===== Dataset

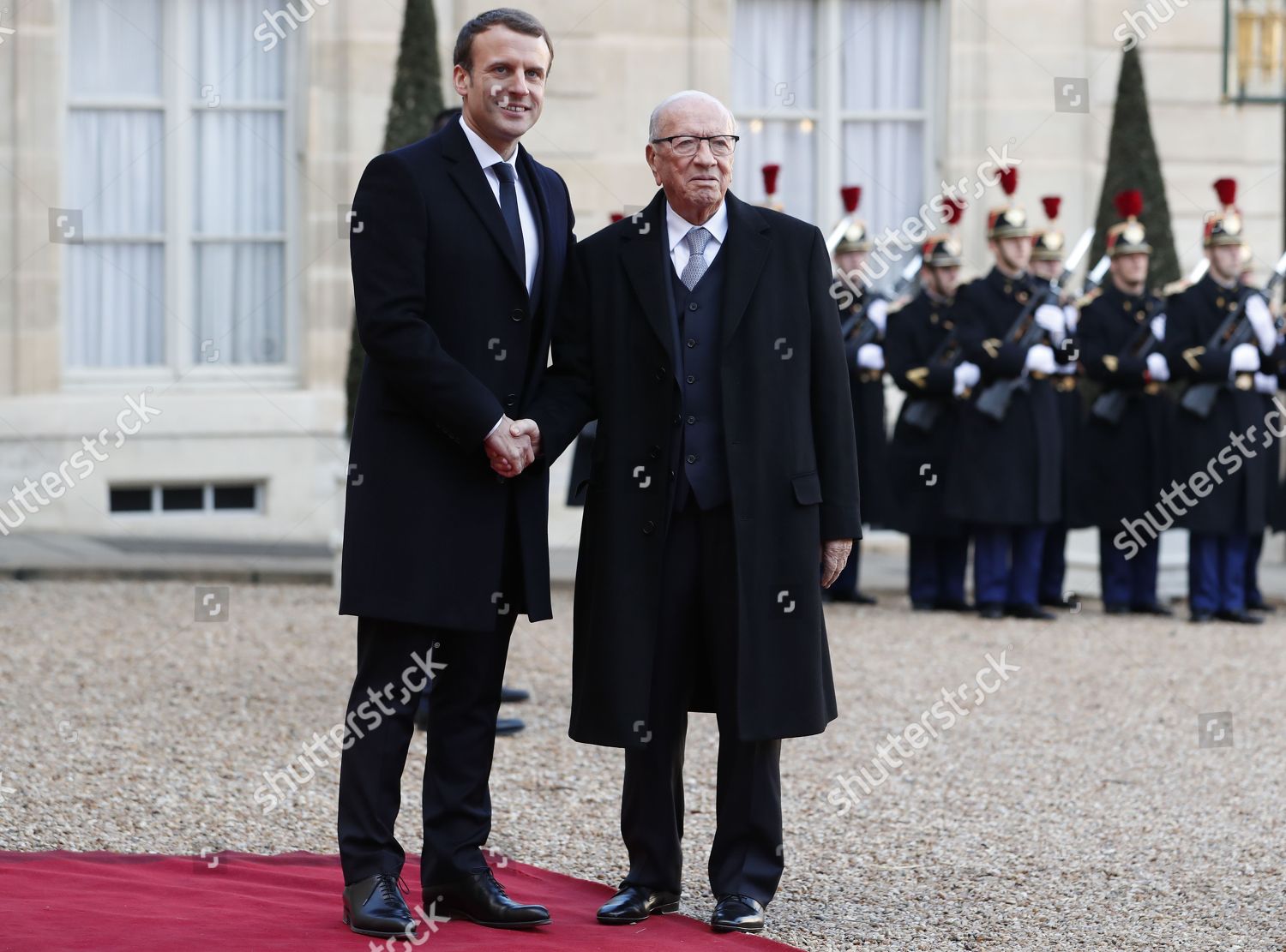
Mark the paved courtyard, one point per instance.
(1121, 787)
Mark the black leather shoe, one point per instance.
(506, 726)
(483, 901)
(1152, 608)
(737, 913)
(634, 903)
(1241, 617)
(990, 609)
(1031, 613)
(373, 906)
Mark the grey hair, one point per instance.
(653, 126)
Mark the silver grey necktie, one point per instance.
(696, 266)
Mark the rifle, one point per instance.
(995, 398)
(1235, 329)
(1110, 405)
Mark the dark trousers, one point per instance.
(697, 638)
(849, 579)
(938, 568)
(1054, 564)
(1007, 564)
(1127, 581)
(1217, 572)
(457, 797)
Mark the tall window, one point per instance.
(838, 93)
(175, 169)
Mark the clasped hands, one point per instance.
(514, 446)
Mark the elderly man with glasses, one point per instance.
(701, 334)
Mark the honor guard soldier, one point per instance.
(1006, 470)
(1199, 329)
(1049, 247)
(1127, 442)
(923, 359)
(1265, 386)
(863, 316)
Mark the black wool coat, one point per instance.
(792, 468)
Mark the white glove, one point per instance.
(871, 356)
(1257, 311)
(1245, 359)
(1072, 318)
(1051, 318)
(877, 311)
(966, 377)
(1039, 360)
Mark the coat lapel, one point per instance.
(643, 254)
(471, 179)
(746, 249)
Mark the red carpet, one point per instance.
(138, 902)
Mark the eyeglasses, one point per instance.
(720, 146)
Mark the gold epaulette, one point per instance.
(1085, 298)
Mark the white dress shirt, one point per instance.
(678, 228)
(488, 157)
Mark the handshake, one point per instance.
(514, 446)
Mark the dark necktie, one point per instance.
(509, 210)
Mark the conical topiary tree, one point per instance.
(417, 99)
(1133, 164)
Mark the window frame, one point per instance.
(180, 368)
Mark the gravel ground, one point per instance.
(1072, 808)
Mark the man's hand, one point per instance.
(835, 556)
(529, 429)
(509, 454)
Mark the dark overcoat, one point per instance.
(1237, 502)
(918, 462)
(1007, 473)
(792, 468)
(452, 344)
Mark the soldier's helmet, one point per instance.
(1008, 220)
(1049, 243)
(1128, 237)
(856, 237)
(944, 249)
(1224, 226)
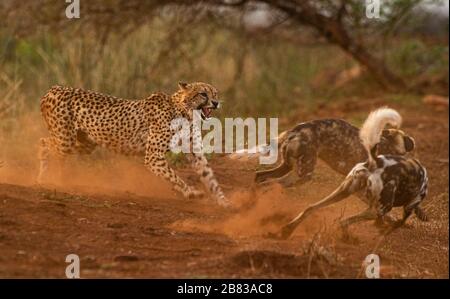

==========

Repeat all the material above exactly, apart from the pictures.

## Answer box
Mark the paved courtyard, one point per instance.
(1121, 787)
Mark the black leather shoe, one point per instance.
(506, 726)
(483, 901)
(1152, 608)
(737, 913)
(634, 903)
(1241, 617)
(990, 609)
(1031, 613)
(373, 906)
Mark the grey hair, one point per instance.
(653, 126)
Mark the silver grey necktie, one point per instance.
(696, 266)
Mark the rifle, one point per instance.
(995, 398)
(1235, 329)
(1110, 405)
Mark the dark trousers, one point per instance.
(697, 638)
(849, 579)
(938, 568)
(1054, 564)
(1007, 564)
(1127, 581)
(1217, 572)
(457, 797)
Mark the tall window, one point per instance.
(838, 93)
(175, 169)
Mark the clasped hands, one point per instance.
(514, 446)
Mark the elderly man with glasses, one point per instance.
(701, 334)
Mark the honor guard soldier, one point per instance.
(1006, 470)
(1199, 329)
(1049, 247)
(1127, 442)
(923, 359)
(1265, 386)
(863, 316)
Mark the black wool coat, one point per instance.
(792, 468)
Mark the white glove, one point per instance.
(871, 356)
(1257, 311)
(1245, 359)
(1072, 318)
(1051, 318)
(877, 311)
(966, 377)
(1039, 360)
Mark the coat lapel, one point per instance.
(643, 254)
(471, 179)
(746, 249)
Mark the red carpet, one point per instance.
(138, 902)
Mark the eyeglasses, one point per instance.
(720, 146)
Mark the gold epaulette, one point per instance.
(1085, 298)
Mark the white dress shirt, one point per instance.
(678, 228)
(488, 157)
Mark the handshake, one point per instance.
(514, 446)
Mark the dark necktie, one point per instance.
(509, 210)
Mark the conical topiary tree, one point per instance.
(417, 99)
(1133, 164)
Mark the window frame, one point per instance.
(180, 368)
Mark the gravel ground, one point per instance.
(1072, 808)
Mark the man's hand, one point per instance.
(835, 556)
(529, 429)
(509, 454)
Mark the dark overcoat, one point per instance.
(1237, 502)
(918, 462)
(1007, 473)
(792, 468)
(452, 344)
Mark the soldier's helmet, one point per instance.
(1008, 220)
(1049, 243)
(1128, 237)
(856, 237)
(944, 249)
(1224, 226)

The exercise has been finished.